- TASK DIRECTIONS
Reproduce all entries verbatim, with nothing added or dropped.

┌────────

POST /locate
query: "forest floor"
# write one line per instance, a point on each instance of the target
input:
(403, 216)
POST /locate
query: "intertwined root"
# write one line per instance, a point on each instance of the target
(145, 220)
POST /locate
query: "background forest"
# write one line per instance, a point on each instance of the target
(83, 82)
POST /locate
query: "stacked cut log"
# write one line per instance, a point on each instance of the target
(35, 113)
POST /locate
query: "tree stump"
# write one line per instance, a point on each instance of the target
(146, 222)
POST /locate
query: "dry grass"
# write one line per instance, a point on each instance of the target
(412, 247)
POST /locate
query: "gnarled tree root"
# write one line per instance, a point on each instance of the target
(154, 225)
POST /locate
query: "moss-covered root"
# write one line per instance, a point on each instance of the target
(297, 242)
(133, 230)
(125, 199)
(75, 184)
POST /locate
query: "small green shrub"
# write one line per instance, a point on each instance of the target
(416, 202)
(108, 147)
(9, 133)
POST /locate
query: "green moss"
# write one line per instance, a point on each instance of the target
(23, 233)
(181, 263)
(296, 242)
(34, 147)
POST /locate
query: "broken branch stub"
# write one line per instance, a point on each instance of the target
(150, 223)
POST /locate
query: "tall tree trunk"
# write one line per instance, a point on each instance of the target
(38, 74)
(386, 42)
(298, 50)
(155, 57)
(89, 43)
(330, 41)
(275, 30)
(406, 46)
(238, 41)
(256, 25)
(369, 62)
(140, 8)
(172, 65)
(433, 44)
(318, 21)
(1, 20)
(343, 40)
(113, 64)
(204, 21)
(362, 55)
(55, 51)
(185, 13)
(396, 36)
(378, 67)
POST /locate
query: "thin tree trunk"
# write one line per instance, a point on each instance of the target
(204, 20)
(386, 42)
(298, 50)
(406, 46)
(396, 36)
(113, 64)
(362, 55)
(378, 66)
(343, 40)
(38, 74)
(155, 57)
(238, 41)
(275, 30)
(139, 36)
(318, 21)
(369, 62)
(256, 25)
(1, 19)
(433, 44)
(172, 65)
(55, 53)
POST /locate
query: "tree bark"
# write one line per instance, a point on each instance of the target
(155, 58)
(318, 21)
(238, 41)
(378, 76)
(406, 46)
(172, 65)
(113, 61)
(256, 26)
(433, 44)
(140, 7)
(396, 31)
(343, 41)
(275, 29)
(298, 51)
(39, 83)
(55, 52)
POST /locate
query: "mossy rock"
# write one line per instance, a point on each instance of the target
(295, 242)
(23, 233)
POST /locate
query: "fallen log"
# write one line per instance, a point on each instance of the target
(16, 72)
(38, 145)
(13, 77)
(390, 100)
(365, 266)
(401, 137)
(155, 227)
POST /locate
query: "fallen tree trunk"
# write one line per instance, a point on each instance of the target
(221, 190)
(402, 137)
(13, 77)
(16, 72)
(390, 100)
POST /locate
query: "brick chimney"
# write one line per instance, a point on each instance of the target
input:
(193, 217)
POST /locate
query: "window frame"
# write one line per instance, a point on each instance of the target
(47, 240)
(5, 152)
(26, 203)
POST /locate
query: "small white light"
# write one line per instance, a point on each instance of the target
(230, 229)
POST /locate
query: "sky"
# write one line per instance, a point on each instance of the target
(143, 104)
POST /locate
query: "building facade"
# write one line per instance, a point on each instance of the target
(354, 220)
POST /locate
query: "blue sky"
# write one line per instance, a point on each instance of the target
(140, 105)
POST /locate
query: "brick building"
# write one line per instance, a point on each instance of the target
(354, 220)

└────────

- FINAL RESULT
POST /locate
query: "forest floor"
# write one line per instance, a point on each instance of the target
input:
(403, 216)
POST /locate
query: "intertwined root"
# write one line per instance, a point on each instance of the target
(145, 220)
POST /locate
query: "background forest"
# write one line per instance, a point on each instance of the target
(83, 82)
POST /locate
query: "stacked cut log"
# write one line per instance, a point on each instance of the target
(35, 113)
POST /locate
query: "tree stump"
# write one line per instance, a point on each instance of the target
(146, 222)
POST /locate
query: "dry grass"
# write one line per instance, a point on each instance of the target
(412, 247)
POST /locate
query: "gnarled tree root"
# write one line per instance, a point on each instance of the target
(154, 225)
POST /locate
query: "moss-covered root"
# write one line per instance, a point on each instance of the target
(297, 242)
(133, 230)
(125, 199)
(75, 184)
POST /locate
query: "small green shrub"
# write one line per instance, a point on each instance of the target
(416, 202)
(108, 147)
(9, 133)
POST /locate
query: "green moss"
# write one line per instance, a point on each instance of the target
(23, 233)
(181, 263)
(296, 242)
(34, 147)
POST /locate
query: "broken branch stub"
# write one line per instance, a point on each instance of the target
(150, 223)
POST /locate
query: "tall tree trunk"
# write one line per instance, a point on each instance of the target
(38, 74)
(386, 42)
(298, 50)
(155, 57)
(89, 43)
(330, 41)
(275, 30)
(406, 46)
(238, 41)
(256, 25)
(369, 62)
(140, 8)
(172, 65)
(433, 44)
(318, 21)
(1, 20)
(343, 40)
(113, 64)
(204, 21)
(362, 55)
(55, 51)
(185, 13)
(396, 36)
(378, 67)
POST /locate
query: "thin tree trunk"
# write one line per instance, a point on each instance of the target
(204, 20)
(386, 42)
(298, 50)
(406, 46)
(396, 36)
(113, 64)
(362, 55)
(378, 66)
(343, 40)
(38, 74)
(155, 57)
(238, 41)
(275, 30)
(139, 36)
(318, 21)
(369, 62)
(256, 25)
(1, 19)
(433, 44)
(172, 65)
(55, 53)
POST /locate
query: "tree bark"
# write one line per instance, a point on each instance of the target
(155, 58)
(318, 21)
(238, 41)
(378, 76)
(406, 46)
(172, 65)
(113, 61)
(256, 26)
(433, 44)
(140, 7)
(396, 31)
(343, 41)
(275, 29)
(298, 51)
(39, 83)
(55, 52)
POST /locate
query: "mossy rock"
# write one line per instance, a point on each instance of the target
(295, 242)
(23, 233)
POST /locate
query: "fallen log"
# write one line per instance, a point on each instance of the target
(16, 72)
(38, 145)
(13, 77)
(390, 100)
(365, 266)
(401, 137)
(155, 227)
POST /locate
query: "fallen tree trunk"
# write one line per instance, a point on each instance of the target
(221, 190)
(402, 137)
(13, 77)
(16, 72)
(390, 100)
POST /locate
query: "brick chimney"
# write one line per instance, a point on each instance of the target
input:
(193, 217)
POST /locate
query: "window frame"
# write one line per instance, a point on each instance of the target
(47, 240)
(5, 152)
(26, 203)
POST /locate
query: "small white light"
# write one line per instance, a point on each instance of the target
(230, 229)
POST /locate
query: "sky"
# write one line per instance, a point on each instance of the target
(143, 104)
POST /locate
query: "building facade"
# write one line per instance, a point on each instance of the target
(354, 220)
POST /locate
query: "blue sky"
# write one line per instance, a point on each instance of the target
(140, 105)
POST /locate
query: "brick building"
# write one line per instance, a point on each instance of the target
(354, 220)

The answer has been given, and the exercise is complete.